** Document segment **
==============================
To get the right treatment for tanorexia, people must mention specifically their concerns with their appearance when they talk to a doctor or mental health professional. Effective treatments that are available at the moment are cognitive behavioral therapy, antidepressant medications, hypnosis and addiction treatment centers. Antidepressant medications include selective serotonin reuptake inhibitors and can help relieve the obsessive and compulsive symptoms of tanorexia. The third treatment is an audio hypnosis session, which is developed by psychologists with extensive experience in helping people beat all kinds of addictive behaviour patterns. Lastly, people with an extreme tanning addiction can look for help at specific addiction centres that are spread throughout the United States.
==============================
** Exercise tasks **
• A. Could you rewrite the stretch of the tanorexia treatment passage from "To get the right" through "the United States.", changing "tanorexia" to "compulsive tanning" each time it appears?
• B. What comes next in the passage on treating tanorexia? Carry it on from its last sentence.
==============================
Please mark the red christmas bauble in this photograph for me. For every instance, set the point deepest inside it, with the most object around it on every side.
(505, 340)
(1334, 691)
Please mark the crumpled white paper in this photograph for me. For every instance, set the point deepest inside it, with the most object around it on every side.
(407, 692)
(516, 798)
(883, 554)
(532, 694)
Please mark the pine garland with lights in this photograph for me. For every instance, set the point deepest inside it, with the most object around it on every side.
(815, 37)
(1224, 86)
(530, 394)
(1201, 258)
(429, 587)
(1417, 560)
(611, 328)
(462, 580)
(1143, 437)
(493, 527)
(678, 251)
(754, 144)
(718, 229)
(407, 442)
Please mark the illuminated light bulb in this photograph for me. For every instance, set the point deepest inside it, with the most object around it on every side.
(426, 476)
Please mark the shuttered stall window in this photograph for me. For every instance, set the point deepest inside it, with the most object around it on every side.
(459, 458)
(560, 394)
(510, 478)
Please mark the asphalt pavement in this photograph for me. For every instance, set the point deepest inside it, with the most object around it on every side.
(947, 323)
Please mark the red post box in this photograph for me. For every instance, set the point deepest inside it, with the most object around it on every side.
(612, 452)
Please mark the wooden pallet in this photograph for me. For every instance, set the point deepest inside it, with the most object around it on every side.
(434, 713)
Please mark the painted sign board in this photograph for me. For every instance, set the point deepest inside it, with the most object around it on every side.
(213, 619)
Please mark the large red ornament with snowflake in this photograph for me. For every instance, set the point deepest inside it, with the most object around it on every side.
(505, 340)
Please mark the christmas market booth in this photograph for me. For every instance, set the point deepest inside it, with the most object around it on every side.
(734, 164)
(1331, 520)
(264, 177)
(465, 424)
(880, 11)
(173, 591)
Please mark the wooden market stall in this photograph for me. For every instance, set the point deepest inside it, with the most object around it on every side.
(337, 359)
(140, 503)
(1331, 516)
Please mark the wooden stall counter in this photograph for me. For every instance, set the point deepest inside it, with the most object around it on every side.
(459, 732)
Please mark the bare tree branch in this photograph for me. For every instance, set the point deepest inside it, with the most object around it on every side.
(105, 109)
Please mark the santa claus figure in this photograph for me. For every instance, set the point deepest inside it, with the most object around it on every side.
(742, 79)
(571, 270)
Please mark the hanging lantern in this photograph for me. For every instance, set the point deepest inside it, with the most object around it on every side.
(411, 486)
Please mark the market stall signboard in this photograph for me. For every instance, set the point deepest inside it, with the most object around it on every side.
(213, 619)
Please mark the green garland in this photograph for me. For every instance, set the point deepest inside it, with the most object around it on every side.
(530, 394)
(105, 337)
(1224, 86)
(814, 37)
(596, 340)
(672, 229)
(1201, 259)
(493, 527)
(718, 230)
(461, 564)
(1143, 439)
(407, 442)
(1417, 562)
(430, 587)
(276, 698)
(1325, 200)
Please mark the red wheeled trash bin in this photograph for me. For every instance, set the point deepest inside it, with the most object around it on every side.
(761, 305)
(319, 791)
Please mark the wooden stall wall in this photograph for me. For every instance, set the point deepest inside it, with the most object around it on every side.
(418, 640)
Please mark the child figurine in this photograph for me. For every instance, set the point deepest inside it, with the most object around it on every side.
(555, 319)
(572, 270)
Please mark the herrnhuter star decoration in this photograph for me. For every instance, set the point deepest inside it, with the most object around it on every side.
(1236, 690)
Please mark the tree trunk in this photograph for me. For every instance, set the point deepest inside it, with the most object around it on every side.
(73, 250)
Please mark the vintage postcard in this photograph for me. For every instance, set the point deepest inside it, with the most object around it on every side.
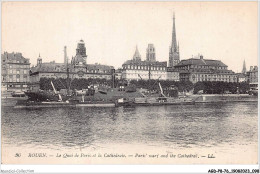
(129, 83)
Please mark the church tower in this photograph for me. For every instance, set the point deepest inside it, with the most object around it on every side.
(244, 68)
(137, 56)
(150, 53)
(174, 56)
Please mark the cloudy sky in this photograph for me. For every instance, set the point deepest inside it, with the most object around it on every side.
(226, 31)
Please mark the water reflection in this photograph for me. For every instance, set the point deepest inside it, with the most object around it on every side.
(202, 125)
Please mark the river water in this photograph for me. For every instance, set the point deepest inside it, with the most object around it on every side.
(222, 126)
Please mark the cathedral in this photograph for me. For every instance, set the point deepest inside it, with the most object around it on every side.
(174, 55)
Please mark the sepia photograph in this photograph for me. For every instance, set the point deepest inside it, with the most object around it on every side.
(129, 83)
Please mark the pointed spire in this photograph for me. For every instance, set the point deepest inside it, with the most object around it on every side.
(137, 55)
(174, 42)
(244, 67)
==============================
** Exercise results **
• A.
To get the right treatment for compulsive tanning, people must mention specifically their concerns with their appearance when they talk to a doctor or mental health professional. Effective treatments that are available at the moment are cognitive behavioral therapy, antidepressant medications, hypnosis and addiction treatment centers. Antidepressant medications include selective serotonin reuptake inhibitors and can help relieve the obsessive and compulsive symptoms of compulsive tanning. The third treatment is an audio hypnosis session, which is developed by psychologists with extensive experience in helping people beat all kinds of addictive behaviour patterns. Lastly, people with an extreme tanning addiction can look for help at specific addiction centres that are spread throughout the United States.

• B.
==Tanning culture in the Western Hemisphere==
In Western European culture, pale skin has indicated high status. A tan signified that you had to work outdoors as a manual laborer, while pale skin announced that you could afford to stay out of the sun and spend time and money cultivating your appearance. In the 1920s, pioneering fashion designer Coco Chanel popularized the idea of tanning. She made it so the sun represented pleasure and relaxation as well as wealth. Post Industrial Revolution, tanning gained popularity because at this time it was easier to be employed, and therefore there was less outdoor manual labor, and more indoor labor. Due to more indoor jobs, a tan began to mean that you had the leisure time to bronze your skin and the money to travel to places where it could be acquired. A tan also represented enthusiasm for outdoor activities, as well as physical fitness and good health.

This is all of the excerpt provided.